### [STATED GOAL]
From the listing below, pull out each line that contains the word "wheel" and copy it in full.

[BEGIN]

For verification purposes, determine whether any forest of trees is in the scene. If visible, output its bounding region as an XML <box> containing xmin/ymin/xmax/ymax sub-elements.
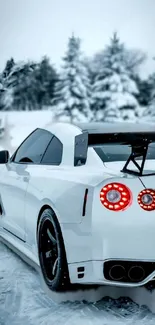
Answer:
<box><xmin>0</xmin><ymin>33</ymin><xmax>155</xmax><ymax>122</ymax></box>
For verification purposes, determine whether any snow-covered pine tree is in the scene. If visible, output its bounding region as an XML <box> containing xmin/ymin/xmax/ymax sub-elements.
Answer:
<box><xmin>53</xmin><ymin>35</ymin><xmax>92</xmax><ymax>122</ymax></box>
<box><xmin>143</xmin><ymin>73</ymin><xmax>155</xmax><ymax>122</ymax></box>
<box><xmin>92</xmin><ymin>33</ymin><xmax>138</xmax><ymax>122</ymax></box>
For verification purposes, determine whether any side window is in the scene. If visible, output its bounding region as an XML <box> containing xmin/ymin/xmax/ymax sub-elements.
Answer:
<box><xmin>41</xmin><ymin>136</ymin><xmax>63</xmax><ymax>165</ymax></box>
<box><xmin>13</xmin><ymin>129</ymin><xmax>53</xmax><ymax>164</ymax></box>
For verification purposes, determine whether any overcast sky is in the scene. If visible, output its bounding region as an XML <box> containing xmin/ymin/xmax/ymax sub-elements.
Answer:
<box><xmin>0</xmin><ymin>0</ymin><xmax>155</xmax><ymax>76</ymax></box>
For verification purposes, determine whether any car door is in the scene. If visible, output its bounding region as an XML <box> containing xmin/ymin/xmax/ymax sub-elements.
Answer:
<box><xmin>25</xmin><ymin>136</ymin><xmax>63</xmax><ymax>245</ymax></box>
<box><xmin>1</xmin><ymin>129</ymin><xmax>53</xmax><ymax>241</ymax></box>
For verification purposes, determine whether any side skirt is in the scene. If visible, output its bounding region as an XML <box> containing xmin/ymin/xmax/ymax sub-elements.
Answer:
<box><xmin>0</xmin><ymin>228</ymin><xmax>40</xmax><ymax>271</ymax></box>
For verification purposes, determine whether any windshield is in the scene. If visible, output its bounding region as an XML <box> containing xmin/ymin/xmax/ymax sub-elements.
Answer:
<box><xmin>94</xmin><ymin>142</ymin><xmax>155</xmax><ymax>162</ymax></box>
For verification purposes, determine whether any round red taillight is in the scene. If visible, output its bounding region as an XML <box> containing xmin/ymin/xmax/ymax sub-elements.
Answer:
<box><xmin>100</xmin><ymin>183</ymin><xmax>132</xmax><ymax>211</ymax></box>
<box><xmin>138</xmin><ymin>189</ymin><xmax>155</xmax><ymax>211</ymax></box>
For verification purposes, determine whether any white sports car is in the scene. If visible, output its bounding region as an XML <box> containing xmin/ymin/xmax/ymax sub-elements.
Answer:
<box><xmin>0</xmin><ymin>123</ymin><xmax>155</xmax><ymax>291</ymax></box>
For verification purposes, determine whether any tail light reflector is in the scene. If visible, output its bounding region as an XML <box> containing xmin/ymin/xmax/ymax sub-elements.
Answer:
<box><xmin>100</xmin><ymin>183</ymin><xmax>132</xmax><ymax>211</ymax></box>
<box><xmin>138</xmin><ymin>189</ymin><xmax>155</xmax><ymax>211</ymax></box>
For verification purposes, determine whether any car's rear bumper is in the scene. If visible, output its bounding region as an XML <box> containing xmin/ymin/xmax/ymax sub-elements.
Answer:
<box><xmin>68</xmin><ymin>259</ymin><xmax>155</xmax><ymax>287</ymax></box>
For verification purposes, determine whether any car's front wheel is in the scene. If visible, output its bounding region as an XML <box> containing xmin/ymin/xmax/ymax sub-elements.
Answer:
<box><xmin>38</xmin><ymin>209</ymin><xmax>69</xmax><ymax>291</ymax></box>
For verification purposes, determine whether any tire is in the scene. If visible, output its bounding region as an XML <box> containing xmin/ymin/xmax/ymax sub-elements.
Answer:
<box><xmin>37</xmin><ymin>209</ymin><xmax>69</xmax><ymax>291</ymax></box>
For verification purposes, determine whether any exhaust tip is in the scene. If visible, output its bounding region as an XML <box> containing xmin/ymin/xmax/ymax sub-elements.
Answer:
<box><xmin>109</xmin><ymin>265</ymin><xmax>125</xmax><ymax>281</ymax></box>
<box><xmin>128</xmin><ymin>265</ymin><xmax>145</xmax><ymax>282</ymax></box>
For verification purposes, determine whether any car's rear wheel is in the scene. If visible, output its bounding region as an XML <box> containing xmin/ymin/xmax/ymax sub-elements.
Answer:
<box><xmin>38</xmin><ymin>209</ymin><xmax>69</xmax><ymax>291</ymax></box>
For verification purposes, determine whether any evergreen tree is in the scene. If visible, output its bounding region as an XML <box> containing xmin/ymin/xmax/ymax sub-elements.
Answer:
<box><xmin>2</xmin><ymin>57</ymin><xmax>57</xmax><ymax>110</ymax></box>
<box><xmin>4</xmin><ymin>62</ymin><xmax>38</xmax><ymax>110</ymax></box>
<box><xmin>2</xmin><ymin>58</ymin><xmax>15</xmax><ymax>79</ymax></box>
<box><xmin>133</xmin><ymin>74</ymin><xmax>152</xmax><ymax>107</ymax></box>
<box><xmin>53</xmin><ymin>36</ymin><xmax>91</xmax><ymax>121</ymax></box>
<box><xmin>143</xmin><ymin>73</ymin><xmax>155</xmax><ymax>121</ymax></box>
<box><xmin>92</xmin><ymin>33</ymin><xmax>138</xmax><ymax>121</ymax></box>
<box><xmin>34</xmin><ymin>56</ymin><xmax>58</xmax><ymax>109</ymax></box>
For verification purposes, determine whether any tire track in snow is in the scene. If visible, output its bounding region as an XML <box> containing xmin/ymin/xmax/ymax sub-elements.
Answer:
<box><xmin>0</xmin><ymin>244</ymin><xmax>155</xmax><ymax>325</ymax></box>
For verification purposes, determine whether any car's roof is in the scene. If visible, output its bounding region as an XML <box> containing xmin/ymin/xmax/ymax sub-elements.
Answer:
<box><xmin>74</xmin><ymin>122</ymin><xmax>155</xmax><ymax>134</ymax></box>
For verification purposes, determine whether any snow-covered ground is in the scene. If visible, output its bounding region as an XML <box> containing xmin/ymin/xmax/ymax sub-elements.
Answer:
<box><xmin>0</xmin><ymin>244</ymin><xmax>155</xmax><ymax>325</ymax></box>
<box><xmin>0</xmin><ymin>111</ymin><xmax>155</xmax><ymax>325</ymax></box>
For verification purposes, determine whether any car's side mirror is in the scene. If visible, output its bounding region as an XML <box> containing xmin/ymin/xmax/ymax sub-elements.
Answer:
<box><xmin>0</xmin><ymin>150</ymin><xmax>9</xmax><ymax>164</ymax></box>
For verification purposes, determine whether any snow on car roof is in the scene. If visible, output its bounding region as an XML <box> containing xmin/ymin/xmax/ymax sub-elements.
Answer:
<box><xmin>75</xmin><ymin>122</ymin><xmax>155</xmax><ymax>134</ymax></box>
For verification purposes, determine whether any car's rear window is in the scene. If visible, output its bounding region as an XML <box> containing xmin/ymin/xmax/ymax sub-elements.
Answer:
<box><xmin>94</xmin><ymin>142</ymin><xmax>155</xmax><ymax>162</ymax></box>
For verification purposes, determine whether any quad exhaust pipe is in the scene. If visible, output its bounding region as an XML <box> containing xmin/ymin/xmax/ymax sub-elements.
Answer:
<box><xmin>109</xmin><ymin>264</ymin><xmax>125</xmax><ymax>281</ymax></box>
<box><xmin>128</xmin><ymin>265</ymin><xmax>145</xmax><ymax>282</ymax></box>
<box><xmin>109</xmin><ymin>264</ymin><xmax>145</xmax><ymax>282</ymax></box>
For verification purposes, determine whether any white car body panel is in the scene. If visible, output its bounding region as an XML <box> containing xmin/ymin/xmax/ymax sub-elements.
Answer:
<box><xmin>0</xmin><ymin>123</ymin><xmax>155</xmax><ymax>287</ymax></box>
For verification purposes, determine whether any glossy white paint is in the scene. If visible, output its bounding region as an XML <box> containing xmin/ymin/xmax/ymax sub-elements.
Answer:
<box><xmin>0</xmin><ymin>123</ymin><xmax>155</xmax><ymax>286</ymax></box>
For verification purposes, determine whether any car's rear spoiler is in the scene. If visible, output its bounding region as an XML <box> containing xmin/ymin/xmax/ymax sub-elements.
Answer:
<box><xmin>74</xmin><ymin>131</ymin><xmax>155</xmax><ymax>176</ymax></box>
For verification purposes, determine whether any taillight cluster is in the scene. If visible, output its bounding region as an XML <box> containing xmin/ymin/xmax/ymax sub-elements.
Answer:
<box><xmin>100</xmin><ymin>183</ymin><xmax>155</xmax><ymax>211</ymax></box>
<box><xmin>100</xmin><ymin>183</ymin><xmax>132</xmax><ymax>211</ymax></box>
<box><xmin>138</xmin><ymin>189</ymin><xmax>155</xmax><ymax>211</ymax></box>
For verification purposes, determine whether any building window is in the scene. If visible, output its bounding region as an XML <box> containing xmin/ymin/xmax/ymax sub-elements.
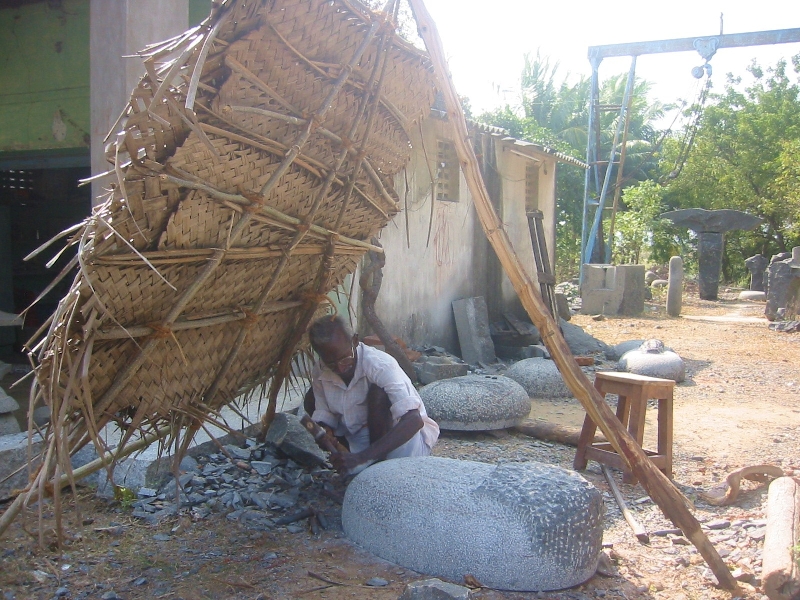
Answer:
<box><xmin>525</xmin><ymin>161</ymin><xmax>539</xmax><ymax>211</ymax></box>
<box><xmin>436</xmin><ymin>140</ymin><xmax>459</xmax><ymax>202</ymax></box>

[END]

### [ANSWER BELOW]
For verification purposes, determine whether any car's front wheel is in the scene. If visible, output its bounding region as an XML <box> containing xmin/ymin/xmax/ymax sub-elements.
For verification purposes, determine whether any car's rear wheel is in the scene. If visible, output its bounding region as an XML <box> containing xmin/ymin/xmax/ymax sub-elements.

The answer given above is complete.